Data to process =
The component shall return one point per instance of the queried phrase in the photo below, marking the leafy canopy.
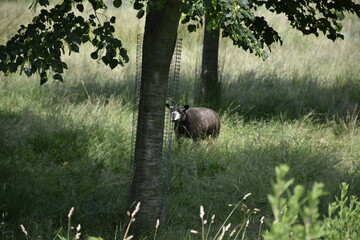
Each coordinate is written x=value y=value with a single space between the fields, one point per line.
x=38 y=47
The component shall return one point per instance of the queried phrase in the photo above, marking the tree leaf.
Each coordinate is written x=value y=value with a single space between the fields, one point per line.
x=94 y=55
x=117 y=3
x=112 y=19
x=191 y=28
x=58 y=77
x=138 y=5
x=74 y=47
x=113 y=63
x=140 y=14
x=80 y=7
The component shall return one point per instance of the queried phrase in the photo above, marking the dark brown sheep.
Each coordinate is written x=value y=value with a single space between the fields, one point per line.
x=196 y=123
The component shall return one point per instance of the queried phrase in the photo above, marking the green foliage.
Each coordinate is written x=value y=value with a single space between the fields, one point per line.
x=311 y=16
x=38 y=47
x=295 y=216
x=343 y=217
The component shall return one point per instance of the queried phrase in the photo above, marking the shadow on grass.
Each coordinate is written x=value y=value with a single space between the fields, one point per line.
x=78 y=92
x=262 y=97
x=47 y=167
x=215 y=178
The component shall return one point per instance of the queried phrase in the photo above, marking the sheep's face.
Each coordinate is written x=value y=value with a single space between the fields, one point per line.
x=177 y=113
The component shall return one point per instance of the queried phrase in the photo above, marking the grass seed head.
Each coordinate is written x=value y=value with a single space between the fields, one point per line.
x=246 y=196
x=71 y=212
x=137 y=208
x=157 y=223
x=23 y=229
x=202 y=212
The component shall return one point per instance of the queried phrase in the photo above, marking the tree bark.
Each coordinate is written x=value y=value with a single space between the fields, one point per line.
x=210 y=93
x=159 y=43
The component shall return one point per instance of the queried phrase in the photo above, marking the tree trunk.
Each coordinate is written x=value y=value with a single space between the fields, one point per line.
x=210 y=93
x=159 y=42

Job = Lay out the stretch of the listing from the line containing "shadow on grass." through the end of the listing as a numbered list, one line per item, with blank lines omitted.

Answer for the task =
1. The component shall return one point per instance of the queried phrase in the photo above, marking the shadow on grass.
2. Each coordinate is written x=value y=value with a single space between the fields, one point per line.
3. x=78 y=92
4. x=262 y=97
5. x=47 y=167
6. x=215 y=178
7. The component shall return one point per instance of the queried phrase in the photo above, marking the sheep's face.
8. Each coordinate is written x=value y=value with a single space between the fields, one point per line.
9. x=177 y=113
10. The component shall return one point per instance of the queried phrase in the photo above, marking the grass seed head.
11. Each coordinate is written x=value y=value with a single space between the fields, one point per line.
12. x=246 y=196
13. x=71 y=212
14. x=137 y=208
15. x=157 y=223
16. x=23 y=229
17. x=202 y=212
18. The component shall return one point per instance of the queried phrase in the photo above, marking the tree bark.
19. Each coordinate is written x=value y=value with a single space between the fields, one point per line.
20. x=210 y=93
21. x=159 y=43
22. The component shall return one point per instance of the queried phrase in the photo above, marking the tree trunk.
23. Each coordinate is written x=value y=value with a single space between the fields, one point per line.
24. x=210 y=93
25. x=159 y=42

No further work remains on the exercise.